─── Supplied records ───

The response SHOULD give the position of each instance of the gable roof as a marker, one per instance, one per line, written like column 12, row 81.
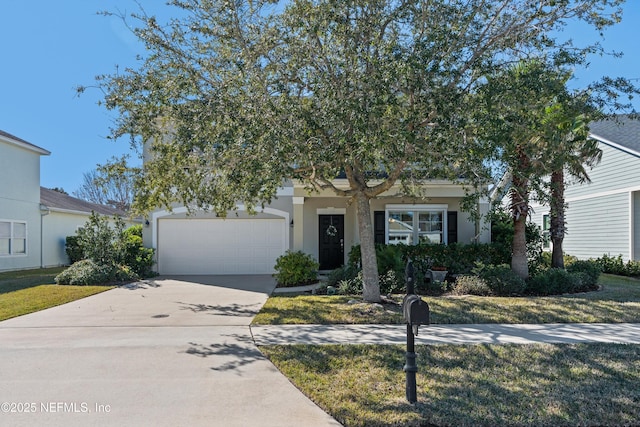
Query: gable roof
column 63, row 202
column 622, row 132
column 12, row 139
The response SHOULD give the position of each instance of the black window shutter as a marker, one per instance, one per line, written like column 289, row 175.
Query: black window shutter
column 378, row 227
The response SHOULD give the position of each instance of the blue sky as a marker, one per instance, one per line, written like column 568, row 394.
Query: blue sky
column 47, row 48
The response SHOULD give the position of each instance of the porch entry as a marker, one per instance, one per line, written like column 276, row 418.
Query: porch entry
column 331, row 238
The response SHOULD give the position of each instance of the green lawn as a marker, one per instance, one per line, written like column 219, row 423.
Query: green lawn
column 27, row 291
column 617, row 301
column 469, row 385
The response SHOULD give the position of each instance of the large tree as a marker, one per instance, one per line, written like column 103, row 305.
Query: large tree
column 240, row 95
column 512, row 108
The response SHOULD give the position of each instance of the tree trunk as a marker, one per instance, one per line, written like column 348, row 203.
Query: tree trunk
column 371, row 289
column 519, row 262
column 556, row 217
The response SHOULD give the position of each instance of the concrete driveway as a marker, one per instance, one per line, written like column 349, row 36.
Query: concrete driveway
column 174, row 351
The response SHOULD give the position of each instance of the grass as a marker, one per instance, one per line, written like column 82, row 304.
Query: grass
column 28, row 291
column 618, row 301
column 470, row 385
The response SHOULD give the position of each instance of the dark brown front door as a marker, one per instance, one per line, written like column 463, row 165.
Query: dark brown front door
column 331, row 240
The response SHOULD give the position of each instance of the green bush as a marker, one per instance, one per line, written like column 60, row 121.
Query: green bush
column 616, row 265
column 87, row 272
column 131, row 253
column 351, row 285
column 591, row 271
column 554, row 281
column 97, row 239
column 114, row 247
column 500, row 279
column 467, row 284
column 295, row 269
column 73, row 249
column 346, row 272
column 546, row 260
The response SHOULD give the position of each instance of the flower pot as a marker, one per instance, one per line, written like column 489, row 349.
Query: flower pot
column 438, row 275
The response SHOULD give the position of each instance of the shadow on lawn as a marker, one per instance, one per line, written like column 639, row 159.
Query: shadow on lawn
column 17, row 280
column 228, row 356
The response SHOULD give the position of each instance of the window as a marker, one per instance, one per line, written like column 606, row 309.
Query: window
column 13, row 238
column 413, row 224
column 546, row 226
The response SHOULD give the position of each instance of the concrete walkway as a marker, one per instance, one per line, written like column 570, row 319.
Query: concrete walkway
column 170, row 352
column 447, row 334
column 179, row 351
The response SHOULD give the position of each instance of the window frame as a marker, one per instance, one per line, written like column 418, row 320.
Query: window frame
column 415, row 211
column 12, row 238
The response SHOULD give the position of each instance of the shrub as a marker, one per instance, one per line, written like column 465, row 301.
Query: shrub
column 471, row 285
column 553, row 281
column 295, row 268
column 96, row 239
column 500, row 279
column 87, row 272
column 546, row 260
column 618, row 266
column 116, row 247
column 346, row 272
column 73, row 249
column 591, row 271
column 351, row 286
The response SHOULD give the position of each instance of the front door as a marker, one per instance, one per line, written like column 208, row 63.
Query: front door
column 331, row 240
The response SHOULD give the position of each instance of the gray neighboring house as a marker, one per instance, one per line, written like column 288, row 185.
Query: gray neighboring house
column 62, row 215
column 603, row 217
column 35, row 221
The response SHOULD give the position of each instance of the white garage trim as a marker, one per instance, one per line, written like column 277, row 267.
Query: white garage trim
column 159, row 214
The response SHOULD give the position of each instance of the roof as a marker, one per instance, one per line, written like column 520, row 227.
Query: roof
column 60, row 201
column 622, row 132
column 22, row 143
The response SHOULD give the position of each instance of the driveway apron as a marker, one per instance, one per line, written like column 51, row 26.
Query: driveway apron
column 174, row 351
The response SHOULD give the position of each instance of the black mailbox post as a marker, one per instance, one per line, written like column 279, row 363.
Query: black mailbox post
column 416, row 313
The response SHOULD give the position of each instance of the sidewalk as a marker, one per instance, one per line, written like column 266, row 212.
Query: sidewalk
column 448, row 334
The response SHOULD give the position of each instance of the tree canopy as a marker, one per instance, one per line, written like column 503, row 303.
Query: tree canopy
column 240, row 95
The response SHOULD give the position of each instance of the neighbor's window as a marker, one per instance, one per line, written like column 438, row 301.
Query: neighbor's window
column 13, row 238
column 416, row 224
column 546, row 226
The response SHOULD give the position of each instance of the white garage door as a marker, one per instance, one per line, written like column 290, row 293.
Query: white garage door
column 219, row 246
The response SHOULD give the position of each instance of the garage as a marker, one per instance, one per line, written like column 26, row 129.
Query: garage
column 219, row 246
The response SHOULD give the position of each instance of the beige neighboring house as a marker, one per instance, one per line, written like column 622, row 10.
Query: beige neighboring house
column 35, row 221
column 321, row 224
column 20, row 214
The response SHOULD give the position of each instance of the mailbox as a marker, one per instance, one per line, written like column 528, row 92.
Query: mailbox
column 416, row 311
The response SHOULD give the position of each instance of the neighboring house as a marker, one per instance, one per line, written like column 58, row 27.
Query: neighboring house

───

## [Aim]
Turn every line of the records above into a numbered list, skipping blank lines. Leave the pictures out of your answer.

## [Exercise answer]
1. The response SHOULD give the position of each instance of the gable roof as a marker, one per instance, one per line, written like column 12, row 81.
2. Query: gable roof
3. column 63, row 202
4. column 622, row 132
5. column 12, row 139
6. The response SHOULD give the position of each instance of the black window shutter as a marker, one per instance, one per line, written like column 289, row 175.
7. Query: black window shutter
8. column 378, row 227
9. The response SHOULD give the position of each instance of the blue sky as a marker, one per instance, one per line, written like column 568, row 394.
10. Query: blue sky
11. column 47, row 48
12. The response SHOULD give the position of each instance of the porch entry as a marker, one per instance, one per line, written like column 276, row 418.
13. Query: porch entry
14. column 331, row 238
15. The response SHOULD give the position of each instance of the green lawn as a marker, one per instance, one per line, written like column 219, row 423.
16. Query: green lawn
17. column 27, row 291
18. column 617, row 301
19. column 469, row 385
20. The response SHOULD give the position of each instance of the large tree as a marker, one per instance, one per line, written like column 103, row 305.
21. Query: large tree
22. column 240, row 95
23. column 512, row 108
24. The response SHOULD give the position of each instance of the tree trunk as a marker, one per instance, one per line, written like column 348, row 203.
25. Query: tree trunk
26. column 371, row 289
27. column 519, row 262
28. column 556, row 217
29. The response SHOULD give the position of each instance of the concrete driveway as a marker, one per instance, one per line, written like column 349, row 36.
30. Query: concrete driveway
31. column 174, row 351
32. The response SHOULD give the position of each instance of the grass as a marker, one per instance, one per line, written like column 82, row 304.
33. Query: grass
34. column 28, row 291
35. column 618, row 301
36. column 470, row 385
37. The response SHOULD give the position of each instance of the dark brown front door as a marker, one per instance, one per line, written like column 463, row 165.
38. Query: dark brown front door
39. column 331, row 240
40. The response SHOULD give the position of each instance of the green bush as a marker, one per instance, one per line, written like column 60, row 121.
41. Query: green bush
42. column 616, row 265
43. column 87, row 272
44. column 131, row 253
45. column 351, row 285
46. column 591, row 271
47. column 554, row 281
48. column 97, row 239
49. column 114, row 247
50. column 500, row 279
51. column 467, row 284
52. column 295, row 269
53. column 73, row 249
54. column 346, row 272
55. column 546, row 260
56. The response SHOULD give the position of each instance of the flower pot as a marker, one per instance, one per line, written like column 489, row 349.
57. Query: flower pot
58. column 438, row 275
59. The response SHOULD give the position of each instance of the shadow on lawn as a marker, one per instance, one per line, written like column 639, row 159.
60. Query: shadow on lawn
61. column 17, row 280
62. column 228, row 356
63. The response SHOULD give the position of each instance of the window as a marker, one per instance, one per line, written like column 606, row 309.
64. Query: window
65. column 13, row 238
66. column 413, row 224
67. column 546, row 226
68. The response SHOULD give the position of each instance of the concrete walkway as a marker, one per instance, one per line, written like column 570, row 319.
69. Query: concrete walkway
70. column 170, row 352
71. column 447, row 334
72. column 179, row 351
73. The response SHOULD give the position of each instance of the window frame as a marker, one per instance, one per line, written like column 418, row 320.
74. Query: window frame
75. column 415, row 211
76. column 12, row 238
77. The response SHOULD give the position of each instance of the shrub as a marker, one per instance, one per line, written like column 465, row 301.
78. Query: shrub
79. column 471, row 285
80. column 553, row 281
81. column 295, row 268
82. column 96, row 239
83. column 500, row 279
84. column 87, row 272
85. column 546, row 260
86. column 618, row 266
87. column 116, row 247
88. column 346, row 272
89. column 73, row 249
90. column 591, row 271
91. column 351, row 286
92. The response SHOULD give the position of each instance of the front door as a marker, one per instance, one per line, written like column 208, row 63.
93. Query: front door
94. column 331, row 240
95. The response SHOULD give the position of each instance of the gray neighboring house as a marker, one per instance, one per line, written like column 288, row 185.
96. Query: gray neighboring house
97. column 62, row 215
98. column 603, row 217
99. column 35, row 221
100. The response SHOULD give the position of each instance of the white garage trim as a marker, one per instance, one per line, written like column 277, row 267.
101. Query: white garage trim
102. column 159, row 214
103. The response SHOULD give the position of each instance of the roof as a marker, one per instance, one per line, written like column 520, row 227.
104. Query: roof
105. column 60, row 201
106. column 622, row 132
107. column 22, row 143
108. The response SHOULD give the position of each instance of the driveway apron as a marker, one per instance, one per line, written like column 51, row 26.
109. Query: driveway apron
110. column 174, row 351
111. The response SHOULD give the position of each instance of the black mailbox post as a marker, one per instance, one per line, written like column 279, row 363.
112. Query: black mailbox post
113. column 416, row 313
114. The response SHOULD give the position of each instance of the sidewalk as a marker, one per instance, one per line, written like column 266, row 212.
115. Query: sidewalk
116. column 448, row 334
117. The response SHOULD give the position of each instance of the tree canopy as a marker, one per instance, one per line, written like column 503, row 303.
118. Query: tree canopy
119. column 240, row 95
120. The response SHOULD give the position of each instance of the neighbor's window as a marker, one per instance, one per line, written like column 438, row 301.
121. Query: neighbor's window
122. column 13, row 238
123. column 416, row 224
124. column 546, row 226
125. The response SHOULD give the position of each instance of the white garage door as a marker, one per instance, one per line, written like column 290, row 293.
126. Query: white garage door
127. column 219, row 246
128. The response SHOULD give the position of each instance of the garage as a marker, one per instance, one per line, written like column 26, row 129.
129. Query: garage
130. column 219, row 246
131. The response SHOULD give the position of each instance of the beige neighboring house as a marker, one per instance, one per line, written like column 622, row 10.
132. Query: beige neighboring house
133. column 35, row 221
134. column 321, row 224
135. column 20, row 214
136. The response SHOULD give the position of each instance of the mailbox as a marker, one per instance, one per line, written like column 528, row 92.
137. Query: mailbox
138. column 416, row 311
139. The response SHOULD give the position of each instance of the neighboring house as a marker, one per instance, one per line, written like column 58, row 27.
140. Query: neighboring house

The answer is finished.